> **Problem**
Within the records below is a range that opens at the line with "Phrase: light-up unicorn wand" and closes at the line with "the boy's face.". Return that range word for word, both ends included, and only that range.

= = =

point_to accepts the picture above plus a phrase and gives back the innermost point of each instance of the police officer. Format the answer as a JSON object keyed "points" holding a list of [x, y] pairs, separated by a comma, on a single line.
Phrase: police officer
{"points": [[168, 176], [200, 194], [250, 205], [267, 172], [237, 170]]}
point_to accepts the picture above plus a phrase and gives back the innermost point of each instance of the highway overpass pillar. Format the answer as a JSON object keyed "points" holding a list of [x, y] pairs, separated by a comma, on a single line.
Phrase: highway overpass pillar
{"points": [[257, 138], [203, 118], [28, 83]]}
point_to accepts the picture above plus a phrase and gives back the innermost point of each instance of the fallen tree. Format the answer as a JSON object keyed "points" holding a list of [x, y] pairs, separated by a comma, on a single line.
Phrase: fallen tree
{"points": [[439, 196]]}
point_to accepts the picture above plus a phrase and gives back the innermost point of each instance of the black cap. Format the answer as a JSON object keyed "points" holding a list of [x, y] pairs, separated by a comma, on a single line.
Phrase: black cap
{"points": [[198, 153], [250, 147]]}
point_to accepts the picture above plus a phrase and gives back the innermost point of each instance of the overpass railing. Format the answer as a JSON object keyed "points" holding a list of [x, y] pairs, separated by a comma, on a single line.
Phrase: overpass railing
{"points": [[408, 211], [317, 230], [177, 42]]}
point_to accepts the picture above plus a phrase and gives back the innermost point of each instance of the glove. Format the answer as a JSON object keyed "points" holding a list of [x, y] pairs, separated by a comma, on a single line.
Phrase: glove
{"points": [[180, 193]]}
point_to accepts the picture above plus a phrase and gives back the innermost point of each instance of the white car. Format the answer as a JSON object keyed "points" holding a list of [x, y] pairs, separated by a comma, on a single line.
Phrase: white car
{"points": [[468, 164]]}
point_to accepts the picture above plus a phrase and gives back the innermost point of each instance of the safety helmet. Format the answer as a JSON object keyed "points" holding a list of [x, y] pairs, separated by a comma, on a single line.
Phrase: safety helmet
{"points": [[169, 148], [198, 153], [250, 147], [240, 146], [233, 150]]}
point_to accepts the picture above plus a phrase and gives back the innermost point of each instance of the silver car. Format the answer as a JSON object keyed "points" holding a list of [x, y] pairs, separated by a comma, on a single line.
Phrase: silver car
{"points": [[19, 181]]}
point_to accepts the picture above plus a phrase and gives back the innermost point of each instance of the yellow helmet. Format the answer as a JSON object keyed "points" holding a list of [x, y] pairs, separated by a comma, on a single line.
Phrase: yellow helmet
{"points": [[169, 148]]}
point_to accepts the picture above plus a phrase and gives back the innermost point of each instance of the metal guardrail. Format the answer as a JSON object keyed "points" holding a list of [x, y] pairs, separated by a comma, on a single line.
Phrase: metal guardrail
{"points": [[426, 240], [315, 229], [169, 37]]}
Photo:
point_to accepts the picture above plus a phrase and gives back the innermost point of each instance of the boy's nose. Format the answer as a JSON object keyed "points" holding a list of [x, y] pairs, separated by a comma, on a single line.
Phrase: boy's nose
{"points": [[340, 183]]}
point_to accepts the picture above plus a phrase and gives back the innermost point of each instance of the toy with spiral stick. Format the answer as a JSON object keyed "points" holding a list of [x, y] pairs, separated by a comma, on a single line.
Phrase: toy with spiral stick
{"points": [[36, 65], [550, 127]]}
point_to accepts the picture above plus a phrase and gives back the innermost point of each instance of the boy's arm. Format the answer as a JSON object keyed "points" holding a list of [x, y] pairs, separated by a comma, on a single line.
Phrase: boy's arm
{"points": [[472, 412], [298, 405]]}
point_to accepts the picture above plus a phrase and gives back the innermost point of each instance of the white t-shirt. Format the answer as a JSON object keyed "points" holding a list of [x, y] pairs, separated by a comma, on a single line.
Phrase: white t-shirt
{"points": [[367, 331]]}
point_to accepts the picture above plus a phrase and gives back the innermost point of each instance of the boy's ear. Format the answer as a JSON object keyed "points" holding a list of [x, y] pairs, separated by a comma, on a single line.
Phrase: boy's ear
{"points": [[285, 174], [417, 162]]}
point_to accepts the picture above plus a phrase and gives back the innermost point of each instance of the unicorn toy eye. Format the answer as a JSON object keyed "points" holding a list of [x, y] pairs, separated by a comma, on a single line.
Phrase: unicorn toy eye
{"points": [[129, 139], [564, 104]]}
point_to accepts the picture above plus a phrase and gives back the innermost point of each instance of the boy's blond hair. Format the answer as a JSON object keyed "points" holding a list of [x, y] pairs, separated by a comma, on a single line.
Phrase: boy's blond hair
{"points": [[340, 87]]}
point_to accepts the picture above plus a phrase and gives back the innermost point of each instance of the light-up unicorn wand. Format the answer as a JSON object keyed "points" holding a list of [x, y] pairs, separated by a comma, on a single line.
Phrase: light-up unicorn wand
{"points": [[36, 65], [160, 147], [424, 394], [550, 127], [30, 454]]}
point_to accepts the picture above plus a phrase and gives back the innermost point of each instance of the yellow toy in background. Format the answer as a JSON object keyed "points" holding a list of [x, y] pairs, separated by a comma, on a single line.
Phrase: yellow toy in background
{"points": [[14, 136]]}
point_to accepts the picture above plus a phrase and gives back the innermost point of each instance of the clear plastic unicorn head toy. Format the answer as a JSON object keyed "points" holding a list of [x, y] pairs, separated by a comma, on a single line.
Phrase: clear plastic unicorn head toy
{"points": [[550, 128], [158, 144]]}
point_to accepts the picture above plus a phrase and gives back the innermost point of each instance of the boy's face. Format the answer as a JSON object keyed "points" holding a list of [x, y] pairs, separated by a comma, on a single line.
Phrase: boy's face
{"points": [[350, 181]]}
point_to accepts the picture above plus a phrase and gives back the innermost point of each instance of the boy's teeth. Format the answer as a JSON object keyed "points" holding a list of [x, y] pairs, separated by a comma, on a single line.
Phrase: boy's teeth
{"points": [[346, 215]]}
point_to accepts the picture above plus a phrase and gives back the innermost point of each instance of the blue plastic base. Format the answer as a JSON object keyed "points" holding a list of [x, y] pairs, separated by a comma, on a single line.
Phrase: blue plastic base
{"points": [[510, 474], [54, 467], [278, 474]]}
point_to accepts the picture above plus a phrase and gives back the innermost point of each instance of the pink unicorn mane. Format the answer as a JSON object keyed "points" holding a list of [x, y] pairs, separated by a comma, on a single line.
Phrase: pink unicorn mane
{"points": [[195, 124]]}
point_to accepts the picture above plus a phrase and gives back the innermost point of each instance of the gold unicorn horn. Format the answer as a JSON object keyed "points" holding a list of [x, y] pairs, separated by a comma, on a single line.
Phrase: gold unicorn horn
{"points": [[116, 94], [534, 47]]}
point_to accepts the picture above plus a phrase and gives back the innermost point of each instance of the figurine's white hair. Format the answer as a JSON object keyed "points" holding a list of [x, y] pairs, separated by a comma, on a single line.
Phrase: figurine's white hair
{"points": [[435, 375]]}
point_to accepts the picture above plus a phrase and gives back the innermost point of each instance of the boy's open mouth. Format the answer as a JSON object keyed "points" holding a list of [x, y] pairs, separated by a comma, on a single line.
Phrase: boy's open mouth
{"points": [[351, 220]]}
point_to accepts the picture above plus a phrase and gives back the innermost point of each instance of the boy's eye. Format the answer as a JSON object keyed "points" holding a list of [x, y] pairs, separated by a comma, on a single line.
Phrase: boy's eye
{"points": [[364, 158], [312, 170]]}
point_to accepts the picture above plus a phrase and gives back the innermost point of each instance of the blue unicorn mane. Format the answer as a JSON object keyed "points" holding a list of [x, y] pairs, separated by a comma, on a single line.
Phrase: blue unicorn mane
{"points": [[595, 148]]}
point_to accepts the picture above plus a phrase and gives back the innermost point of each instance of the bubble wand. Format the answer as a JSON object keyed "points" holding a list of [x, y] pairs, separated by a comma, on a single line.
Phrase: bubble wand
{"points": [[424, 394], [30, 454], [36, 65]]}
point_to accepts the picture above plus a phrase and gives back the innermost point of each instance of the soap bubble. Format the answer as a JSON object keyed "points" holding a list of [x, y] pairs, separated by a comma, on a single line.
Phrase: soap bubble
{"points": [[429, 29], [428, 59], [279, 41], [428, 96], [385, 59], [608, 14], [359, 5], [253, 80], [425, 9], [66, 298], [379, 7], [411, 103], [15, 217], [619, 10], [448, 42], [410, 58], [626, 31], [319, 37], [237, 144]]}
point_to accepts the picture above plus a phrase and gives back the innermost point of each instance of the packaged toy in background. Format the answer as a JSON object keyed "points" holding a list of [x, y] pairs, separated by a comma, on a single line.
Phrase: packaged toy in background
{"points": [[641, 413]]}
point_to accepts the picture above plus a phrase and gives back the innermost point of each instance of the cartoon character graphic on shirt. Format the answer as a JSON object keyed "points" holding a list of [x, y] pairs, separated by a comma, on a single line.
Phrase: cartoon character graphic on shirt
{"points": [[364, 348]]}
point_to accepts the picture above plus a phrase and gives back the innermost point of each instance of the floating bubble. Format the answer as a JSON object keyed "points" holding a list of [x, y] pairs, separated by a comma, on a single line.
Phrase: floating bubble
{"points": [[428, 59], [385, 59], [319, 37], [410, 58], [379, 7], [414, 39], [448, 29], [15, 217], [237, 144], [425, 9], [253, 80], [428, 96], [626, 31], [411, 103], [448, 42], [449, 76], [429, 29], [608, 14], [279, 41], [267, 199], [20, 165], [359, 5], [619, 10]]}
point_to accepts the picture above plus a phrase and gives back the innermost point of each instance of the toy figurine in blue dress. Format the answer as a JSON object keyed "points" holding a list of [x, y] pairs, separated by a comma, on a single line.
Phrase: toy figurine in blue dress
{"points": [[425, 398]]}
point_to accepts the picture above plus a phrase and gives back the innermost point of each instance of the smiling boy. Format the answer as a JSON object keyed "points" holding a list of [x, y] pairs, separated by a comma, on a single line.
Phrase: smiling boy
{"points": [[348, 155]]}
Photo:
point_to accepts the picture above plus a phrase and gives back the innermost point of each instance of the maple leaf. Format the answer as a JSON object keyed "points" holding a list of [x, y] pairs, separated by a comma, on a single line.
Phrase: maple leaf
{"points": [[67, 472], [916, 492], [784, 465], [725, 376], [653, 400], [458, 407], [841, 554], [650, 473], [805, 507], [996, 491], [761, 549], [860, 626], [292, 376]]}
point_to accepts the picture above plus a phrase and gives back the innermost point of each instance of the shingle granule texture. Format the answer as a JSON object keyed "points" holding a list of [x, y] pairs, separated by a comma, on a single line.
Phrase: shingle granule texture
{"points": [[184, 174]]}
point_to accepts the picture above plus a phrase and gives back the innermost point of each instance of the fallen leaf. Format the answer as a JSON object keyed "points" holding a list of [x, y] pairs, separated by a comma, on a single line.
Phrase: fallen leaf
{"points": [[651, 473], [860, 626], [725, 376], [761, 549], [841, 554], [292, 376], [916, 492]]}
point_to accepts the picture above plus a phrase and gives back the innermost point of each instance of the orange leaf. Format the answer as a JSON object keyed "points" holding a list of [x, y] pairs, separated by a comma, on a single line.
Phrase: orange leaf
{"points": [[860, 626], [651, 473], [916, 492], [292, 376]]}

= = =

> **Solution for this problem**
Phrase: light-up unicorn wand
{"points": [[36, 65], [160, 147], [424, 394], [550, 127], [30, 454]]}
point_to accepts the picture above plus a phrase and gives back the innermost point of each instance of the yellow toy in background. Format the answer as a JSON object keyed "points" holding a list of [x, y] pairs, separated by a comma, on a single line.
Phrase: yellow toy in background
{"points": [[14, 136]]}
point_to accepts the picture above plus a phrase and gives back the innermost point of each instance of the clear plastic unicorn head toy. Format the answer as a JSON object keyed "points" holding a list of [x, y] pairs, separated by a comma, on a single line.
Phrase: clear plastic unicorn head toy
{"points": [[550, 128], [158, 144]]}
point_to accepts the picture above plus a phrase and gives back the innermost point of each instance of the boy's face. Format the answer as a JSON object keyed "points" holding a list of [x, y] pairs, separated by a comma, on a single line.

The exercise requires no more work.